:: Supplied data ::

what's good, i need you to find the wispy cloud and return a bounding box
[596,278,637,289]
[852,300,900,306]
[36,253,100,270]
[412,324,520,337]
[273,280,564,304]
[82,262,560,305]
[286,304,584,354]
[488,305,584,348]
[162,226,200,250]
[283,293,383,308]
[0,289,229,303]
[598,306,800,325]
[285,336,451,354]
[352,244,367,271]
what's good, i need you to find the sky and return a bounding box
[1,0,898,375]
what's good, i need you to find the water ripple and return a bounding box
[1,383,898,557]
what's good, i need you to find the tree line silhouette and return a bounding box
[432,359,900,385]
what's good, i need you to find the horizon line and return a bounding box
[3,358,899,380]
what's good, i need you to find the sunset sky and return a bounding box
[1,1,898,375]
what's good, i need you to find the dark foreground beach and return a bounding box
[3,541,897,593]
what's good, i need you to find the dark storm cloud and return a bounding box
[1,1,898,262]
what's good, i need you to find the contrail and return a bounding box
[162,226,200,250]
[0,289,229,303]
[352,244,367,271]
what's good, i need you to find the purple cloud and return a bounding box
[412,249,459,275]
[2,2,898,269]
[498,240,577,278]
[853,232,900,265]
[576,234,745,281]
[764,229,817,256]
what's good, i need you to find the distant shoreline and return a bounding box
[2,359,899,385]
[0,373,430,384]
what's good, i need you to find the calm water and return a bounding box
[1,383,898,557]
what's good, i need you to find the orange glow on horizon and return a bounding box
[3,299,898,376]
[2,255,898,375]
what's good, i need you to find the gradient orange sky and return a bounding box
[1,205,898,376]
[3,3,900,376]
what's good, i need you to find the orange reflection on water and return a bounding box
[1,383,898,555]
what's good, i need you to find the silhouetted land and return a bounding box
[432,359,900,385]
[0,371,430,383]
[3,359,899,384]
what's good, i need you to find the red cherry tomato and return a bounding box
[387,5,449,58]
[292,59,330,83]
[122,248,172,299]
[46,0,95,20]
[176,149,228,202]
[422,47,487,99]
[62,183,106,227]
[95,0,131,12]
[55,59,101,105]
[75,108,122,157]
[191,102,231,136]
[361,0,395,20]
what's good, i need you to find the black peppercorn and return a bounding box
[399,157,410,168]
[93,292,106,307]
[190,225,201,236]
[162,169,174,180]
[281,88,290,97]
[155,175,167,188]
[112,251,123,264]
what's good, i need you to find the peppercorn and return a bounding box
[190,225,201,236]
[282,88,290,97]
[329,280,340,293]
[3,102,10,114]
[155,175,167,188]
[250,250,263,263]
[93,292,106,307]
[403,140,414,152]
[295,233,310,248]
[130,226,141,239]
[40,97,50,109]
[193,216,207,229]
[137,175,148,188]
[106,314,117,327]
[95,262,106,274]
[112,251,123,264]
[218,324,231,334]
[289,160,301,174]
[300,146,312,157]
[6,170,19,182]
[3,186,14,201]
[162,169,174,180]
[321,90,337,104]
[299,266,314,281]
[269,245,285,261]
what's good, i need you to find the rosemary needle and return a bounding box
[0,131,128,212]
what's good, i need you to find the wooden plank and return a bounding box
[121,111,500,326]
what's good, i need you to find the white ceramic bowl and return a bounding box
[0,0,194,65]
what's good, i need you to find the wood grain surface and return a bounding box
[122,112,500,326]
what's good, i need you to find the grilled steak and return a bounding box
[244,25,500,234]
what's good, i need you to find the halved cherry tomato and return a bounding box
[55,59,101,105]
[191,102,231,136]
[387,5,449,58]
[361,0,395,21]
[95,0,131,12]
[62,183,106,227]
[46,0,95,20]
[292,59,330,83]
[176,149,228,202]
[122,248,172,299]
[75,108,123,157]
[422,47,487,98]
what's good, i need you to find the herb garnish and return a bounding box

:::

Task statement:
Go through the data and retype all of it exactly.

Answer to the problem:
what's good, i need you to find the wispy cloud and return a bounding box
[596,278,637,289]
[852,300,900,306]
[36,253,100,270]
[412,324,520,337]
[273,280,564,304]
[82,262,560,305]
[286,304,584,354]
[488,305,584,348]
[162,226,200,250]
[283,293,383,308]
[0,289,229,303]
[598,306,800,325]
[285,336,451,354]
[352,244,367,271]
what's good, i need you to find the sky and return a bounding box
[1,0,898,375]
what's good, i need you to find the water ripple and return a bounding box
[1,383,898,557]
what's good, i need you to find the tree line silhouette and return a bounding box
[432,359,900,385]
what's good, i need you to find the horizon line and return a bounding box
[3,358,899,380]
what's good, i need you to find the sunset sky and return a bounding box
[1,1,898,375]
what's good, i need you to find the dark foreground beach and return a bounding box
[3,541,897,593]
what's good, i need you to find the dark storm cloud and return a bounding box
[1,1,898,262]
what's good, i need you to find the contrail and return a bounding box
[162,226,200,250]
[0,289,229,303]
[352,244,367,271]
what's good, i need you to find the purple cloud and return a bounding box
[412,249,459,275]
[2,2,898,269]
[498,240,577,278]
[853,232,900,265]
[576,234,745,281]
[764,229,817,256]
what's good, i need you to find the distant shoreline and return a bounding box
[2,359,899,385]
[0,373,430,384]
what's good, i need you to find the calm water and return a bounding box
[1,383,898,557]
what's good, i need you to find the orange glow on horizon and return a bounding box
[3,299,898,376]
[2,255,898,375]
what's good, i need you to find the gradient orange sky and return a bounding box
[1,205,898,376]
[3,3,900,376]
what's good, i need you to find the orange reflection on water and return a bounding box
[1,383,898,555]
what's good, i need you to find the silhouetted land and return a bounding box
[432,359,900,385]
[0,371,430,383]
[3,359,899,384]
what's good, i need you to find the red cherry tomato and return a bounding box
[387,5,449,58]
[292,59,330,83]
[122,248,172,299]
[46,0,95,20]
[176,149,228,202]
[422,47,487,99]
[62,183,106,227]
[95,0,131,12]
[55,59,101,105]
[75,108,122,157]
[191,102,231,136]
[361,0,395,20]
what's good, i need you to find the black peppercorn and return a bounding box
[399,157,410,168]
[93,292,106,307]
[190,225,201,236]
[162,169,174,180]
[281,88,290,97]
[155,175,167,188]
[112,251,123,264]
what's good, i need you to find the peppercorn and return a bounding box
[190,225,201,236]
[282,88,290,97]
[329,280,340,293]
[3,102,10,114]
[155,175,167,188]
[250,250,263,263]
[93,292,106,307]
[403,140,414,152]
[295,233,310,248]
[130,226,141,239]
[40,97,50,109]
[193,216,207,229]
[137,175,148,188]
[106,314,117,327]
[95,262,106,274]
[112,251,123,264]
[218,324,231,334]
[289,160,301,174]
[300,146,312,157]
[6,170,19,182]
[3,186,14,201]
[162,169,174,180]
[321,90,337,104]
[299,266,314,281]
[269,245,285,261]
what's good, i need you to find the rosemary needle and return a bounding box
[0,131,128,212]
what's good, i need you to find the wooden plank and return a bounding box
[121,111,500,326]
what's good, i need you to find the white ceramic bowl and return a bounding box
[0,0,194,65]
what's good, i need you to find the wood grain surface and return a bounding box
[122,112,500,326]
what's good, i need you to find the grilled steak and return a bounding box
[244,25,500,234]
what's good, i need you to find the halved cherry tomato and return a bounding box
[55,59,101,105]
[191,102,231,136]
[387,5,449,58]
[361,0,395,21]
[95,0,131,12]
[62,183,106,227]
[46,0,95,20]
[292,59,330,83]
[176,149,228,202]
[122,248,172,299]
[75,108,123,157]
[422,47,487,98]
what's good, i need you to find the herb garnish and return a bounding box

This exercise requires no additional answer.